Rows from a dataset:
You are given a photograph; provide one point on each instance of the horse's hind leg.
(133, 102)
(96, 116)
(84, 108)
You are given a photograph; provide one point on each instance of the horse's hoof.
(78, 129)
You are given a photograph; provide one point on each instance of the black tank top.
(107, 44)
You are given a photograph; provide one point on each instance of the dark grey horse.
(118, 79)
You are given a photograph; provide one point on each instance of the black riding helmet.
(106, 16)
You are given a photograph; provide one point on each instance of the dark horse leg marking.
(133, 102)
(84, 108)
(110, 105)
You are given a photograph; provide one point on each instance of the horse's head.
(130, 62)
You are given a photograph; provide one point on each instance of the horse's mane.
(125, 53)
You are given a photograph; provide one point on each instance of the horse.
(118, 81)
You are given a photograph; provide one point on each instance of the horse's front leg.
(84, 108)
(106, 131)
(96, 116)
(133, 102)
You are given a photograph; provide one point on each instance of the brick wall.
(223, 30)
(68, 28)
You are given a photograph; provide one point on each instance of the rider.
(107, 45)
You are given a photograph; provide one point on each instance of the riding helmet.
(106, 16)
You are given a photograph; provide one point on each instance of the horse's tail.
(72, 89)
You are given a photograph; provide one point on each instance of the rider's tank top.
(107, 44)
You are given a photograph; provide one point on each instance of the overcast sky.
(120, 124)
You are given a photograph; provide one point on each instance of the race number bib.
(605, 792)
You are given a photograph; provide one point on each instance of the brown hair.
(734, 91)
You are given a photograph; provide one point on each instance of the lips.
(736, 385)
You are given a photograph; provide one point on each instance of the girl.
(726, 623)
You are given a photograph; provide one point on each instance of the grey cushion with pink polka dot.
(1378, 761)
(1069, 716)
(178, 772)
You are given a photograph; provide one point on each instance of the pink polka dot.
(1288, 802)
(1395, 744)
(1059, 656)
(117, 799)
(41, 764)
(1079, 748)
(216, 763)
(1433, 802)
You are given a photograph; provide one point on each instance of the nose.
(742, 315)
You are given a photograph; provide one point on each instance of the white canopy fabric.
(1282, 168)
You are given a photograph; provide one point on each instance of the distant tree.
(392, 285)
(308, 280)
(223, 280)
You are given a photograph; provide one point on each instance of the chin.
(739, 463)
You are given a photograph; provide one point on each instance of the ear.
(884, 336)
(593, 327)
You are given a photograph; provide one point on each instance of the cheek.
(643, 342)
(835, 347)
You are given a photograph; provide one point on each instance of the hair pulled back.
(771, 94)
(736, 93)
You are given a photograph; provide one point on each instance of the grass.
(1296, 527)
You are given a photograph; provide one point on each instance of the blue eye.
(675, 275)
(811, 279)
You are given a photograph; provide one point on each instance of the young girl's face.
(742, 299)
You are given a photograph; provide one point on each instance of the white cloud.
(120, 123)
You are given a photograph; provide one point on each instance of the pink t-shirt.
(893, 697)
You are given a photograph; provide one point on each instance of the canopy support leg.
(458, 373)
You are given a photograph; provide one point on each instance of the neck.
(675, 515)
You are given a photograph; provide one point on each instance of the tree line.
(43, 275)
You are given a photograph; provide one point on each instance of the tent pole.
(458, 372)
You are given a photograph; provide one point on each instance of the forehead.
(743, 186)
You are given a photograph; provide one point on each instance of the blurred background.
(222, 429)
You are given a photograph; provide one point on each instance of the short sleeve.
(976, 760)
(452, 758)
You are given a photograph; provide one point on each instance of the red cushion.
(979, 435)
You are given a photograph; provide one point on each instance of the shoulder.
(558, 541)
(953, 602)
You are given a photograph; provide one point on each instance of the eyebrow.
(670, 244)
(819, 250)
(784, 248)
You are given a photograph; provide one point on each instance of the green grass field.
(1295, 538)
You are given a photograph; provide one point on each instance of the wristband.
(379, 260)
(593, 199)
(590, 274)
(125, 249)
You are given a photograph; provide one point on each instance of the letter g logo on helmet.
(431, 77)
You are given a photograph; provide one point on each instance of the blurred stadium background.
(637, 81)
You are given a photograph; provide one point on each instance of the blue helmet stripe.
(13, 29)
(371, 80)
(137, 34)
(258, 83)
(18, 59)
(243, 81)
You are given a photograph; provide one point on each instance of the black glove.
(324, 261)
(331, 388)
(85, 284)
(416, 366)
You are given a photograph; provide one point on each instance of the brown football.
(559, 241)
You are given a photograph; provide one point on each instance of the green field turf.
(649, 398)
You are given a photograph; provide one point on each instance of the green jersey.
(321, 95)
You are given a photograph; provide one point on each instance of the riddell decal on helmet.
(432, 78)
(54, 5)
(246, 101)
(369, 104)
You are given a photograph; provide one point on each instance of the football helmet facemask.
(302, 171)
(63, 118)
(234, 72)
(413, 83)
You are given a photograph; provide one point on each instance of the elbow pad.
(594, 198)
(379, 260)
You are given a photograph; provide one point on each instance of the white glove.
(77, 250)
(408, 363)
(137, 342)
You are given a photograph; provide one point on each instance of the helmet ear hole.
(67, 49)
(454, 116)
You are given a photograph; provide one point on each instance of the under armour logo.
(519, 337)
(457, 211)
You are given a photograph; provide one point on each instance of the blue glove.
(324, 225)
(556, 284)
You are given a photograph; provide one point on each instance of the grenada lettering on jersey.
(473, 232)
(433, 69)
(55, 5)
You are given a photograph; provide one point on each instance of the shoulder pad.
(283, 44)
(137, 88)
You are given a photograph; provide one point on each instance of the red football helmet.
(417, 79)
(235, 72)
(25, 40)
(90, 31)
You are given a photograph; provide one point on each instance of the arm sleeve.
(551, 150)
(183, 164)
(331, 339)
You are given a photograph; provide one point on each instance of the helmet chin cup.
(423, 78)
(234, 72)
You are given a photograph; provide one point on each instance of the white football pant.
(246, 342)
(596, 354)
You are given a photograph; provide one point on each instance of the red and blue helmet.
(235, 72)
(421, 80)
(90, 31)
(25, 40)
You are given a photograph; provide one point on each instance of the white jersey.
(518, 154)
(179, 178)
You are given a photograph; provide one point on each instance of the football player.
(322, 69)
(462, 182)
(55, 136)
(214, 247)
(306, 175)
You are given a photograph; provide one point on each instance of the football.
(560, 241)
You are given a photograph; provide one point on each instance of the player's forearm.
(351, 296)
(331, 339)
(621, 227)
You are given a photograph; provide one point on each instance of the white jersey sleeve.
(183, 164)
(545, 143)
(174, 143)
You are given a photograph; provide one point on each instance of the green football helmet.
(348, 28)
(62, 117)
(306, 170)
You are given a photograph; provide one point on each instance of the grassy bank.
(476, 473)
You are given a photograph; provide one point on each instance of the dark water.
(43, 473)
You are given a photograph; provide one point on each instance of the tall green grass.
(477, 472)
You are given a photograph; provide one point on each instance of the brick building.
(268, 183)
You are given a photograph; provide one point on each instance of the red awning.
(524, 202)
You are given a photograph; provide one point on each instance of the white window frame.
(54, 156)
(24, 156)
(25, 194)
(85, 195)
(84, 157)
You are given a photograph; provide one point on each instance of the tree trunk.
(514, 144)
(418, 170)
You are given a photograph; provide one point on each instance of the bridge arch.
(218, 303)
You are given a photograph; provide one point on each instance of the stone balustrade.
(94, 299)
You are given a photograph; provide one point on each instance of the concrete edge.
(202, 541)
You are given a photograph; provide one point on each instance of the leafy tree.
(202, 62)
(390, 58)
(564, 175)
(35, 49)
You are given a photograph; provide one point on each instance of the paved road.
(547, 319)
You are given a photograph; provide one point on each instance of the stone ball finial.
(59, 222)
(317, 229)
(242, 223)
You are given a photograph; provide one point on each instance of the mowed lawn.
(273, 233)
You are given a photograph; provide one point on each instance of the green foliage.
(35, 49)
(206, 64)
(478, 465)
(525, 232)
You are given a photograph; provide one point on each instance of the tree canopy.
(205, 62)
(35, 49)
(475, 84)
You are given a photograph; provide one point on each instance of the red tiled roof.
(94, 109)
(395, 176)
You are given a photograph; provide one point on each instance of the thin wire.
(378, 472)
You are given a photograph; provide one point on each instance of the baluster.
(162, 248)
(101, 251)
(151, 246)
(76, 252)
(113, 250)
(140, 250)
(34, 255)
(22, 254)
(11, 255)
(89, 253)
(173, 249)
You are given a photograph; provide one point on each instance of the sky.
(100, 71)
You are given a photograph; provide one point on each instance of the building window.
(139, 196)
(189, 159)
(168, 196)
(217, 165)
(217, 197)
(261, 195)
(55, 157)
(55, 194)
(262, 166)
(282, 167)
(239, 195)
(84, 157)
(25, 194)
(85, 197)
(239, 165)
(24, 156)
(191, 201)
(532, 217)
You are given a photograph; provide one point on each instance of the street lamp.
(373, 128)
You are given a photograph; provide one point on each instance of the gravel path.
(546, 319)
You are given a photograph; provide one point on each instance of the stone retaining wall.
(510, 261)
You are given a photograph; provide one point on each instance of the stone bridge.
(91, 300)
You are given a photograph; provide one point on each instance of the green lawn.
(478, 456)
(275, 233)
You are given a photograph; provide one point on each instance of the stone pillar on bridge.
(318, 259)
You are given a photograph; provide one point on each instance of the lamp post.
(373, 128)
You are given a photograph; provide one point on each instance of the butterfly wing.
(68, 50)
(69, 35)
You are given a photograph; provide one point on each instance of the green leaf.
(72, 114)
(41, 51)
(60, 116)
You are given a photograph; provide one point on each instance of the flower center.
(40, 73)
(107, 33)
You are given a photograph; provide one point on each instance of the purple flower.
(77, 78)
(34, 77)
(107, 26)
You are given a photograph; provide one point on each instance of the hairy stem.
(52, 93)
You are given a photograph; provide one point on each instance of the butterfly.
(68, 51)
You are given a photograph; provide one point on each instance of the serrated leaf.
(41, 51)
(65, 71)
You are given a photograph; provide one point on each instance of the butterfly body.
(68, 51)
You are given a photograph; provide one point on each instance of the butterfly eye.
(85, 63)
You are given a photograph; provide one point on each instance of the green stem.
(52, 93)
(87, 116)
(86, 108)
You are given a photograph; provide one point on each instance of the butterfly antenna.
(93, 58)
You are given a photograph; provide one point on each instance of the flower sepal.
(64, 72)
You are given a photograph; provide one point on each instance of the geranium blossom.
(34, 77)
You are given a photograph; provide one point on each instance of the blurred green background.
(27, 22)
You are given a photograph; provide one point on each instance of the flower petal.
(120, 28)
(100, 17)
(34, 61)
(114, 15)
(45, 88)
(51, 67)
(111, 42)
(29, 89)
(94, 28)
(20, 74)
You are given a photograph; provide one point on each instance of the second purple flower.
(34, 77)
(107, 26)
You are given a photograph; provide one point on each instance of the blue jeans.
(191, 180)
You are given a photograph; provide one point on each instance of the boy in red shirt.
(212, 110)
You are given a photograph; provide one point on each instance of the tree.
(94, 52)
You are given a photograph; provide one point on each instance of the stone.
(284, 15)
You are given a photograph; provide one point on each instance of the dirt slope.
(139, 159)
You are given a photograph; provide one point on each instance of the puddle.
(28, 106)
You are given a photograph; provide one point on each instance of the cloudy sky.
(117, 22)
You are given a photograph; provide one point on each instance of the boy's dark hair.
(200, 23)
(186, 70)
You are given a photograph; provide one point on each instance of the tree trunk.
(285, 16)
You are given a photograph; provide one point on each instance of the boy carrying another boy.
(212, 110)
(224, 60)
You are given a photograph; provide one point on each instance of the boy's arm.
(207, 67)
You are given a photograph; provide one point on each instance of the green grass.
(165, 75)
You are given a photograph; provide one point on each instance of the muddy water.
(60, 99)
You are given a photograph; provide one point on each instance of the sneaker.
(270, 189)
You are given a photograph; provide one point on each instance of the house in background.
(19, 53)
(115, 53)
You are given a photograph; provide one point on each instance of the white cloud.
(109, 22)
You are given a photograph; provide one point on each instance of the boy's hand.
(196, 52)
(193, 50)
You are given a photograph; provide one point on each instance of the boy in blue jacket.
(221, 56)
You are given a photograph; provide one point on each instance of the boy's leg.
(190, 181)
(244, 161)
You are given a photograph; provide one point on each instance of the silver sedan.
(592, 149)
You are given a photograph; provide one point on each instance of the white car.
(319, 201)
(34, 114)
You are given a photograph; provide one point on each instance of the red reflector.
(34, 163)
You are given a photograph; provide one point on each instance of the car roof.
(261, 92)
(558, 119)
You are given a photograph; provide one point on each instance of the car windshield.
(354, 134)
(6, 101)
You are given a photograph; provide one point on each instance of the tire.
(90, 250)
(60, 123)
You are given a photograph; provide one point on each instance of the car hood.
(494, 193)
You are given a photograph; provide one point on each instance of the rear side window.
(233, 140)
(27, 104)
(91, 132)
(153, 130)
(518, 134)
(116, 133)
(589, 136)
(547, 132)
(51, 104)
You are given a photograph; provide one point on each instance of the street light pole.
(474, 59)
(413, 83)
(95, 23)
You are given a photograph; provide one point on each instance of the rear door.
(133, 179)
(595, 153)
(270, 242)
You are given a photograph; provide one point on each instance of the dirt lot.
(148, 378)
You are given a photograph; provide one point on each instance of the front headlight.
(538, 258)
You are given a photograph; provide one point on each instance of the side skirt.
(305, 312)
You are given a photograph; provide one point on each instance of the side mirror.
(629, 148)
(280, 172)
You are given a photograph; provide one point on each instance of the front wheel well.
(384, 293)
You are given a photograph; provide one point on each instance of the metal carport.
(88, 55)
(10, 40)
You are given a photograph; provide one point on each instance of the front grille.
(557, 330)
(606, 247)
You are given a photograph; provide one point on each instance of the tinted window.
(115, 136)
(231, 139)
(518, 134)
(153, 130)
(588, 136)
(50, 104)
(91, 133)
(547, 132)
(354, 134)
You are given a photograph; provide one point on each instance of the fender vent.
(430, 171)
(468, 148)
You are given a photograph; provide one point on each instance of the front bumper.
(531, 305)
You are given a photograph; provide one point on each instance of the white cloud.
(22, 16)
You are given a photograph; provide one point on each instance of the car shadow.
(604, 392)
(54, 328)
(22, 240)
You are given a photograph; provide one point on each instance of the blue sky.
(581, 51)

Short exercise |
Copy out exactly the lines running from the line with "the metal carport." to the end of the records, inclusive.

Completed task |
You are given a photograph; provide one point on each instance of the metal carport.
(88, 55)
(10, 40)
You are given a photograph; provide one point on each instance of the front grille.
(557, 330)
(606, 247)
You are given a photograph; provide one point on each instance of the tinted window.
(115, 136)
(231, 139)
(518, 134)
(153, 130)
(588, 136)
(50, 104)
(91, 133)
(547, 132)
(354, 134)
You are given a photograph; provide one point on each instance of the fender vent.
(430, 171)
(468, 148)
You are given a photograph; provide one point on each instance of the front bumper.
(531, 305)
You are given a photograph; provide one point on each instance of the white cloud.
(22, 16)
You are given a photograph; provide one point on each instance of the car shadow.
(604, 392)
(54, 328)
(22, 240)
You are given a photograph; provide one point on each instance of the blue sky.
(581, 51)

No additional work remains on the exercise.